··· DATASET ENTRIES
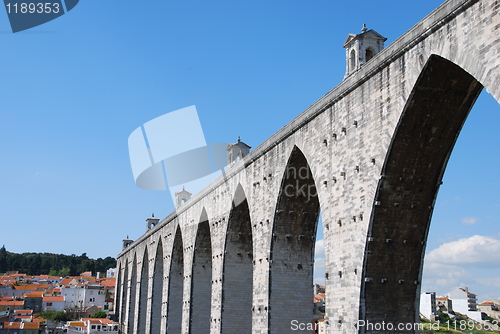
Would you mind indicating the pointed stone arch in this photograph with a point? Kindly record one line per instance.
(143, 294)
(411, 175)
(119, 292)
(176, 285)
(125, 294)
(237, 285)
(157, 289)
(292, 246)
(201, 285)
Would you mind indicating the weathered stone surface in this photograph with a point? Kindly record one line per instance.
(373, 149)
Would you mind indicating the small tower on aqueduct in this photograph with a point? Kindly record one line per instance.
(181, 197)
(360, 48)
(237, 151)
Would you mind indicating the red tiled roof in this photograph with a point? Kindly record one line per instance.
(12, 325)
(53, 299)
(12, 303)
(31, 325)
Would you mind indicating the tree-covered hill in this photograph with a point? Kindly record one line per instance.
(52, 264)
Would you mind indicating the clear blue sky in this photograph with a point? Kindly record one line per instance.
(72, 91)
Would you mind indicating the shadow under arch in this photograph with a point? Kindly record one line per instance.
(133, 296)
(119, 291)
(124, 292)
(421, 146)
(176, 285)
(292, 247)
(201, 285)
(237, 284)
(157, 288)
(143, 294)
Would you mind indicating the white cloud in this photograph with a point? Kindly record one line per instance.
(470, 262)
(470, 220)
(477, 250)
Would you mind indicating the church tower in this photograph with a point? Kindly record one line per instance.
(236, 152)
(360, 48)
(181, 197)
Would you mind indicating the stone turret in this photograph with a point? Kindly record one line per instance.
(237, 151)
(127, 242)
(181, 197)
(151, 222)
(360, 48)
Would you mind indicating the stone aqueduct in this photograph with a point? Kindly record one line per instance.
(238, 256)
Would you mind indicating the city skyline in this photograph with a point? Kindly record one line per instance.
(74, 89)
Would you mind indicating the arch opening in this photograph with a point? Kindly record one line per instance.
(292, 247)
(201, 286)
(352, 60)
(368, 54)
(156, 298)
(430, 123)
(176, 285)
(133, 297)
(118, 296)
(237, 292)
(143, 294)
(125, 294)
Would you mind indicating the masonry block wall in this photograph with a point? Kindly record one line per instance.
(371, 152)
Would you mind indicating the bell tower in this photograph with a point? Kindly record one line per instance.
(360, 48)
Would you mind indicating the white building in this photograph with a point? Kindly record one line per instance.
(53, 303)
(465, 302)
(89, 325)
(111, 272)
(428, 305)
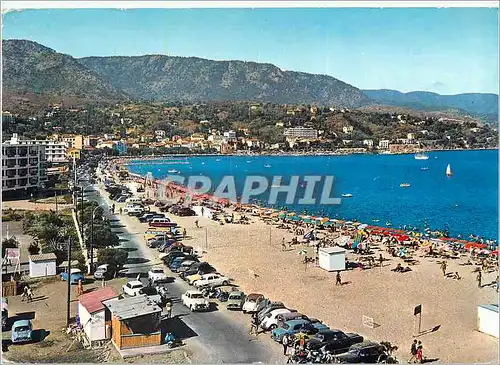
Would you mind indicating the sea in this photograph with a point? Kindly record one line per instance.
(464, 204)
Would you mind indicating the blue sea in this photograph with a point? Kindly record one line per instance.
(466, 203)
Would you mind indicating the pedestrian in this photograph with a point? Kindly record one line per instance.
(29, 293)
(443, 267)
(413, 352)
(419, 354)
(24, 295)
(285, 343)
(339, 279)
(168, 308)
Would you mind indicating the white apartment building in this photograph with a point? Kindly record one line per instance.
(230, 135)
(383, 144)
(301, 132)
(23, 166)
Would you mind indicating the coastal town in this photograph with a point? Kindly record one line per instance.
(250, 185)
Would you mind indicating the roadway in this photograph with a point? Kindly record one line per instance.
(216, 336)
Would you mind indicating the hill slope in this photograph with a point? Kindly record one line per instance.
(29, 67)
(478, 104)
(196, 79)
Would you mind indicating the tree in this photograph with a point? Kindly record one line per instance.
(115, 257)
(11, 242)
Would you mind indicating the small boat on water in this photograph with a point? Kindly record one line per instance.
(449, 173)
(421, 156)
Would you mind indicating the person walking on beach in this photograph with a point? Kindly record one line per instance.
(419, 354)
(443, 267)
(338, 279)
(413, 352)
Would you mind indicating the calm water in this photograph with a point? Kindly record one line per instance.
(465, 203)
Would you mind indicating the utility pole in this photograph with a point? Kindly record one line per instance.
(68, 301)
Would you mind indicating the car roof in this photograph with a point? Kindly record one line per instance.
(254, 296)
(134, 282)
(293, 322)
(365, 344)
(194, 292)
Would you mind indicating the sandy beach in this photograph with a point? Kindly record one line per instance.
(252, 255)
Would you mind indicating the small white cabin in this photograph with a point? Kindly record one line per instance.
(332, 258)
(42, 265)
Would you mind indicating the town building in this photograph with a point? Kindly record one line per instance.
(230, 136)
(368, 143)
(301, 132)
(23, 167)
(383, 144)
(94, 317)
(135, 322)
(42, 265)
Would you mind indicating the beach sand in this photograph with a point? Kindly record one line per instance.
(240, 251)
(252, 256)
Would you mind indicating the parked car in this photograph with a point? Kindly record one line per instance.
(235, 300)
(212, 280)
(22, 331)
(194, 300)
(133, 288)
(270, 306)
(364, 352)
(104, 272)
(157, 274)
(75, 276)
(185, 265)
(333, 341)
(291, 327)
(254, 303)
(198, 268)
(270, 321)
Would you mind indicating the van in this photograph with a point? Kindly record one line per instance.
(133, 200)
(161, 222)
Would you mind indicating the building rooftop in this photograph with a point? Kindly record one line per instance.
(133, 307)
(92, 301)
(43, 257)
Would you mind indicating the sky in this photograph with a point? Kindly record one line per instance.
(447, 50)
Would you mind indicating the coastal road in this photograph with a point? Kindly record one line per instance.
(216, 336)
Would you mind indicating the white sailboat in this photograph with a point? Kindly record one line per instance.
(421, 156)
(448, 171)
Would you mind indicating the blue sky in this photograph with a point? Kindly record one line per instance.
(448, 51)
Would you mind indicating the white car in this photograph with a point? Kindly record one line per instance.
(133, 288)
(211, 280)
(254, 303)
(156, 274)
(270, 321)
(194, 300)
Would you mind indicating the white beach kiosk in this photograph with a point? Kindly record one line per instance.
(332, 258)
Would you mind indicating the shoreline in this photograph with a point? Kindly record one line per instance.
(286, 154)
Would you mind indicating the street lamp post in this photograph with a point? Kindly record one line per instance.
(92, 238)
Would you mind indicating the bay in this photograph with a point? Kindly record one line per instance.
(466, 203)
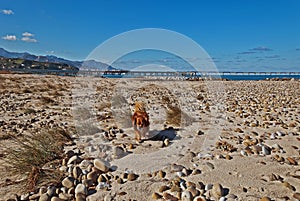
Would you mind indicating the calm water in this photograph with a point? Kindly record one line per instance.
(234, 77)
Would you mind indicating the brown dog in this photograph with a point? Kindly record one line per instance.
(140, 121)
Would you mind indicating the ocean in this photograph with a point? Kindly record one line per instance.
(233, 77)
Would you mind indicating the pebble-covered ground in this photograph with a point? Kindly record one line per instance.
(212, 140)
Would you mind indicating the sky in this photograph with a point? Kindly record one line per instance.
(238, 35)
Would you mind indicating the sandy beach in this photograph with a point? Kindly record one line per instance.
(208, 140)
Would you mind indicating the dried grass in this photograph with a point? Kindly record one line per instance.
(32, 153)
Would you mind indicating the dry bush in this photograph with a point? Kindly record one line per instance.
(31, 154)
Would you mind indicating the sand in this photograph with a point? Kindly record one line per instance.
(229, 131)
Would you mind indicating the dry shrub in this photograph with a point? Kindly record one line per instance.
(31, 154)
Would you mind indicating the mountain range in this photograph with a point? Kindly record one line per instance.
(89, 64)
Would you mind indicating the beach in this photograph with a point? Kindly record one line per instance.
(208, 140)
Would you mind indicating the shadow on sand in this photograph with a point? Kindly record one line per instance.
(161, 135)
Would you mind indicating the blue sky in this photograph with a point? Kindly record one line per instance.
(256, 35)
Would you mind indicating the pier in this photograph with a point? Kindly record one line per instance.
(125, 73)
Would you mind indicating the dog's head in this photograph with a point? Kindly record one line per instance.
(141, 121)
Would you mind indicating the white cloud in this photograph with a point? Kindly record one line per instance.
(7, 12)
(9, 37)
(27, 34)
(29, 40)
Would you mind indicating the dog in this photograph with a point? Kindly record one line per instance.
(140, 121)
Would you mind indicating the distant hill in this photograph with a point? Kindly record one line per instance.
(89, 64)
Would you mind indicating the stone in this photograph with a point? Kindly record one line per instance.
(291, 161)
(199, 198)
(217, 191)
(80, 197)
(161, 174)
(51, 191)
(93, 176)
(132, 176)
(168, 196)
(77, 172)
(56, 199)
(44, 197)
(265, 199)
(73, 160)
(81, 189)
(118, 152)
(68, 182)
(156, 196)
(102, 165)
(186, 196)
(163, 188)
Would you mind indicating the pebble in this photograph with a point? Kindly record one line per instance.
(44, 197)
(199, 198)
(56, 199)
(217, 190)
(291, 161)
(68, 182)
(166, 142)
(102, 165)
(161, 174)
(265, 199)
(132, 176)
(265, 150)
(156, 196)
(81, 189)
(163, 188)
(186, 196)
(118, 152)
(74, 159)
(168, 196)
(77, 172)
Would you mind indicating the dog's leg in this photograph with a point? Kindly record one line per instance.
(137, 136)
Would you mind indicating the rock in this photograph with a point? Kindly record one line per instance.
(84, 165)
(199, 198)
(193, 191)
(68, 182)
(56, 199)
(102, 165)
(51, 191)
(74, 159)
(289, 186)
(161, 174)
(217, 191)
(156, 196)
(65, 196)
(132, 176)
(265, 199)
(81, 189)
(291, 161)
(166, 142)
(24, 196)
(80, 197)
(77, 172)
(44, 197)
(163, 188)
(118, 152)
(265, 150)
(34, 196)
(186, 196)
(196, 171)
(208, 187)
(93, 176)
(168, 196)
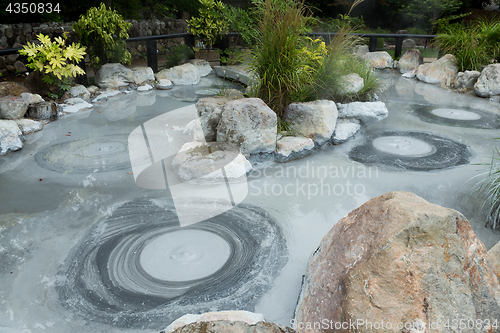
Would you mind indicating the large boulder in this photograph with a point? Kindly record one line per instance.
(345, 129)
(466, 80)
(442, 71)
(12, 89)
(204, 163)
(10, 137)
(209, 111)
(488, 83)
(315, 120)
(142, 75)
(399, 260)
(351, 84)
(12, 107)
(181, 75)
(410, 60)
(290, 148)
(378, 60)
(250, 123)
(367, 112)
(113, 76)
(202, 66)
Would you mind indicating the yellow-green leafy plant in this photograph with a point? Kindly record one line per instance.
(210, 22)
(104, 32)
(55, 61)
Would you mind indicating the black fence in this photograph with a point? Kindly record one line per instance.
(189, 40)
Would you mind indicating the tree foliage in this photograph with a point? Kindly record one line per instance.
(104, 32)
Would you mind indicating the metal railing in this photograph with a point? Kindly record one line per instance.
(152, 50)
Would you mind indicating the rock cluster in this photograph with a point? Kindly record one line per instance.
(399, 259)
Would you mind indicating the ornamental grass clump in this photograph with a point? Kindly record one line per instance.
(295, 68)
(474, 45)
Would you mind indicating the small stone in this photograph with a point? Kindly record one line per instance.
(290, 148)
(163, 84)
(12, 107)
(29, 126)
(79, 91)
(32, 98)
(43, 111)
(10, 137)
(146, 87)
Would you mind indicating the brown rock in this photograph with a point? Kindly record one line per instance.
(233, 327)
(494, 259)
(12, 89)
(399, 259)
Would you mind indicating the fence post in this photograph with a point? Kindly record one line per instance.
(399, 47)
(189, 42)
(373, 44)
(152, 55)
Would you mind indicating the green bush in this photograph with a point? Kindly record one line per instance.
(474, 45)
(177, 55)
(55, 61)
(210, 22)
(104, 32)
(281, 58)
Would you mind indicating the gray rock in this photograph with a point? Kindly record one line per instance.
(345, 129)
(204, 163)
(367, 112)
(400, 259)
(143, 75)
(315, 120)
(233, 315)
(113, 76)
(19, 67)
(410, 60)
(360, 50)
(12, 107)
(409, 44)
(79, 91)
(250, 123)
(29, 126)
(488, 83)
(442, 71)
(43, 111)
(203, 66)
(32, 98)
(209, 111)
(146, 87)
(234, 327)
(290, 148)
(378, 60)
(163, 84)
(466, 80)
(351, 84)
(238, 73)
(182, 75)
(10, 137)
(93, 89)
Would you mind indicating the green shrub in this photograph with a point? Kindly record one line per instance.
(104, 32)
(280, 57)
(177, 55)
(474, 45)
(55, 61)
(210, 22)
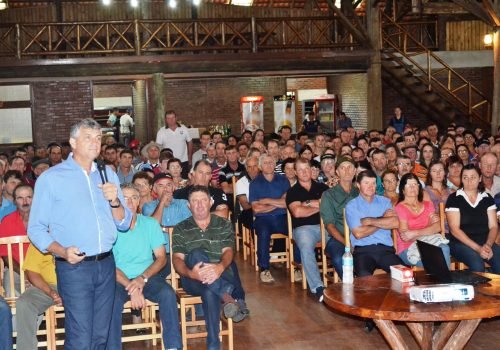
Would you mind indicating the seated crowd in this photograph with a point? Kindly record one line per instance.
(383, 181)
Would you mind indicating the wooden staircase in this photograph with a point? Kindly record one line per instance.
(439, 91)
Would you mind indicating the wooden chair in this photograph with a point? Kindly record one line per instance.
(293, 263)
(186, 304)
(279, 257)
(237, 232)
(328, 273)
(16, 243)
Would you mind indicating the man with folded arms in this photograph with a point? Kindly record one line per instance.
(202, 254)
(137, 277)
(76, 212)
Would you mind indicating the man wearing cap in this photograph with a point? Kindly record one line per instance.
(126, 125)
(177, 138)
(303, 199)
(138, 277)
(332, 205)
(150, 152)
(37, 168)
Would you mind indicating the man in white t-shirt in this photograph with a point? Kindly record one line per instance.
(177, 138)
(126, 124)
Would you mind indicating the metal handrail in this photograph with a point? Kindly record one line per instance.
(474, 99)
······
**WHAT TO WORK ON:** Rewrite only the lines from the one containing "Would you mind indicating the man in" through the end of the records, requests included. Shift each point by adding 15 to both of its coordinates.

**THE REPLY:**
Would you mind indicating the man in white t-shirt in this photograph with a point? Kindly record one line per instance.
(192, 153)
(141, 139)
Would you mind indicating the metal handrail in this photograph with a point? Kindly record one line per instance.
(489, 114)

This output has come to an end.